* _DATA FOR ANALYSIS_
========

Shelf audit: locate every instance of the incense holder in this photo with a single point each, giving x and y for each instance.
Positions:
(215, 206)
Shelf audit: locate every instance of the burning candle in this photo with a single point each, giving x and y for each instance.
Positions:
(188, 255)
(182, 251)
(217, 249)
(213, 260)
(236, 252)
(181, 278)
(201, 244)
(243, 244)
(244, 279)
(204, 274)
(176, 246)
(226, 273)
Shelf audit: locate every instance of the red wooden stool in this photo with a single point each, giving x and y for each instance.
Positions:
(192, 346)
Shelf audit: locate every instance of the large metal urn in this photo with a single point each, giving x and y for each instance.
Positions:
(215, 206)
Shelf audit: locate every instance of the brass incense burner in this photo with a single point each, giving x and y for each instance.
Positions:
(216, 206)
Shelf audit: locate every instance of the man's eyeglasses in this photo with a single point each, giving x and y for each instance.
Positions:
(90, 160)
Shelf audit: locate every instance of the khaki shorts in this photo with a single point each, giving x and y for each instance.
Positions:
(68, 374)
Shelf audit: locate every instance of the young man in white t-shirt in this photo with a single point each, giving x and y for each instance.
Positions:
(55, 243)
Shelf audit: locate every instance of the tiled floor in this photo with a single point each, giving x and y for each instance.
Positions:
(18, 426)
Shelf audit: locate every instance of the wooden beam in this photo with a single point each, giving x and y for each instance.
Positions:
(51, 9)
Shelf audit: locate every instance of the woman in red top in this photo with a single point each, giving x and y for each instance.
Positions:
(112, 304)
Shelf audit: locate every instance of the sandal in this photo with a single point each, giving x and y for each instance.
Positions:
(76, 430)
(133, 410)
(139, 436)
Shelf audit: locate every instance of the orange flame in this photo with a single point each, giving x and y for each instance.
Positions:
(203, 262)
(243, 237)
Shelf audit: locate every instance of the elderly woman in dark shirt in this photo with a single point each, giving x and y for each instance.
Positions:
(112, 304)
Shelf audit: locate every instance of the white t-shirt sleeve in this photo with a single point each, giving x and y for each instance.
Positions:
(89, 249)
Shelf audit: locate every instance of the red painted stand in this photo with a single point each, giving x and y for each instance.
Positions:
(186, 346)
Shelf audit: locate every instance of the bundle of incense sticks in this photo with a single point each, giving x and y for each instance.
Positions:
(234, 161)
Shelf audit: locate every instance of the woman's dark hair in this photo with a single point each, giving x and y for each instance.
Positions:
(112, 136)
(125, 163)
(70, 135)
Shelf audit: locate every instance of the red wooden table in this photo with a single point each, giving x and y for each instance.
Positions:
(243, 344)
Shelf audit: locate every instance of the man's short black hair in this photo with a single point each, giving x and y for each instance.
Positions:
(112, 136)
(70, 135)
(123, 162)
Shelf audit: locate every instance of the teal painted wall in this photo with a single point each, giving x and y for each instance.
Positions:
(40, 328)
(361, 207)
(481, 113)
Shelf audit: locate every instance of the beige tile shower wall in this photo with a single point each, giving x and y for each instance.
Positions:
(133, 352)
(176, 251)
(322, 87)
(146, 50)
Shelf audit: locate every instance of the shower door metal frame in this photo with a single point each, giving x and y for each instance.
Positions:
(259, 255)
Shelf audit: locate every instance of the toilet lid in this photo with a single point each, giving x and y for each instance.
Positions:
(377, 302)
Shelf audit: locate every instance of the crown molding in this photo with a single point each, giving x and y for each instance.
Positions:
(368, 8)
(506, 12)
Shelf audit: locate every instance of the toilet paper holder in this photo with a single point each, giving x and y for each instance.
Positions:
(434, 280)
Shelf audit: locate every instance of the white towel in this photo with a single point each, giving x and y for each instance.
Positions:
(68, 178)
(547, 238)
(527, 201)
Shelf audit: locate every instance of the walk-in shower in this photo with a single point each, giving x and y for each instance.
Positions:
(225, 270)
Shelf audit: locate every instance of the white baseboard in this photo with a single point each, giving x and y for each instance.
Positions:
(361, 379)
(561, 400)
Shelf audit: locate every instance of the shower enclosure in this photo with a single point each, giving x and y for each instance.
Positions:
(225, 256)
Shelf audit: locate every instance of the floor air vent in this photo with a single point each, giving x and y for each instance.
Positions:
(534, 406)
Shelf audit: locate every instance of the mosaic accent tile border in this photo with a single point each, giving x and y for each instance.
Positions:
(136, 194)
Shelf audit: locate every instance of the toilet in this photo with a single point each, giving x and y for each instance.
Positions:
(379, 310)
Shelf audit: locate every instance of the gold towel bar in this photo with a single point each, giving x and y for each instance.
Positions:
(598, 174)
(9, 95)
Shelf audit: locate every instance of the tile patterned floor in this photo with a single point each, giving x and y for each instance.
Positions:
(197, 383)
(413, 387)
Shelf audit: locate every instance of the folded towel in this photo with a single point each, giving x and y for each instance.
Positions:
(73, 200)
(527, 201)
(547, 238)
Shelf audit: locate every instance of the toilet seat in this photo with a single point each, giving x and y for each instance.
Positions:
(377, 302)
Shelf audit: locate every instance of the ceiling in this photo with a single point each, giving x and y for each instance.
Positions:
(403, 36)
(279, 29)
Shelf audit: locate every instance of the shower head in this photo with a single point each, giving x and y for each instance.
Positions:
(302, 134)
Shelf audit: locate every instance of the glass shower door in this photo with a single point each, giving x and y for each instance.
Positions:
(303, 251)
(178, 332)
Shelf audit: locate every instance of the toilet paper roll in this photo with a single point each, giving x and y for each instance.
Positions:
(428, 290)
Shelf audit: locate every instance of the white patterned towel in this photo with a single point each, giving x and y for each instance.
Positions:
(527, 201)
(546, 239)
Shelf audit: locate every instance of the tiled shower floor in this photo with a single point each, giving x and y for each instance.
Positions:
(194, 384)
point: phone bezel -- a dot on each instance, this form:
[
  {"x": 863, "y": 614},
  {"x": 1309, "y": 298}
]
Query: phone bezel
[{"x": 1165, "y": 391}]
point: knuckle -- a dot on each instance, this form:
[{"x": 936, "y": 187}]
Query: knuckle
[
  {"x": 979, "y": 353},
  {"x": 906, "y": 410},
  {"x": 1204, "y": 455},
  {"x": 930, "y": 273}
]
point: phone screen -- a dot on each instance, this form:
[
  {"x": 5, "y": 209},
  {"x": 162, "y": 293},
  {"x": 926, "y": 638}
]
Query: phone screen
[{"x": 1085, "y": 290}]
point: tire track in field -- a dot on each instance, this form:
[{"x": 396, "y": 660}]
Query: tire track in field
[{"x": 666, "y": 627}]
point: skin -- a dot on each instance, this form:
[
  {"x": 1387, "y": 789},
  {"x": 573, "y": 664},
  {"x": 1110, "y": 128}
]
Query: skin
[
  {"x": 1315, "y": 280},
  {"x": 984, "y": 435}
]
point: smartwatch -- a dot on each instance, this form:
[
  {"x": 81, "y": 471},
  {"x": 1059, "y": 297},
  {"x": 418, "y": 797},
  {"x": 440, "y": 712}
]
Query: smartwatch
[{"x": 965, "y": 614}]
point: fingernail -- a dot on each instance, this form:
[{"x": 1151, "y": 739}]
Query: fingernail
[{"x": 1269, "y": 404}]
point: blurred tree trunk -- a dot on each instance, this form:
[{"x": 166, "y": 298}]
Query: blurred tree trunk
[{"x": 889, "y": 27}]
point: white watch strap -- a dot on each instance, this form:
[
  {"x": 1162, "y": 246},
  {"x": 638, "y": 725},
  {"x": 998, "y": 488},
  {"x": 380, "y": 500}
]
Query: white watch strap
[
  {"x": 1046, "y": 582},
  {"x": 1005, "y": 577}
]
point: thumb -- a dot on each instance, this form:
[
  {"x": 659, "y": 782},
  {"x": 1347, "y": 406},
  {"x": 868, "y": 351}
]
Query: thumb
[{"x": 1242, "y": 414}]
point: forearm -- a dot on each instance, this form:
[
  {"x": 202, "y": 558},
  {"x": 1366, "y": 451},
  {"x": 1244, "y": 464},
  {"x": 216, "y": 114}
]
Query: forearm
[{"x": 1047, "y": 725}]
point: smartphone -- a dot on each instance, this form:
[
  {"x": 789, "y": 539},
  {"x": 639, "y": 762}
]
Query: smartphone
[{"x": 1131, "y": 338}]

========

* _ABOUT THIS TASK_
The answer must be every line from the entries above that holds the string "dark".

* _WRITTEN ANSWER_
Shelf audit: locate every instance of the elderly woman in dark shirt in this photo with a single point each, giving x and y for each instance.
Shelf audit: locate every instance of the woman's dark hair in this photo with a single point each, giving x and y for each instance.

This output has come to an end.